◆ **Problem**
Could you retype all of the data below exactly as given?

___ Records to use

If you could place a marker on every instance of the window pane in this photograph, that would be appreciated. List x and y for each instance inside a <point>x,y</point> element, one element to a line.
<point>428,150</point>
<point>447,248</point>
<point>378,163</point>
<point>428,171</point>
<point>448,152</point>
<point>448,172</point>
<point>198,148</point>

______

◆ **Output of the exercise**
If you could place a marker on every instance of the window pane in this photograph, that would be appreciated. List x and y for each instance inside a <point>x,y</point> element, one element to a line.
<point>428,150</point>
<point>447,248</point>
<point>378,163</point>
<point>428,171</point>
<point>448,152</point>
<point>448,172</point>
<point>198,148</point>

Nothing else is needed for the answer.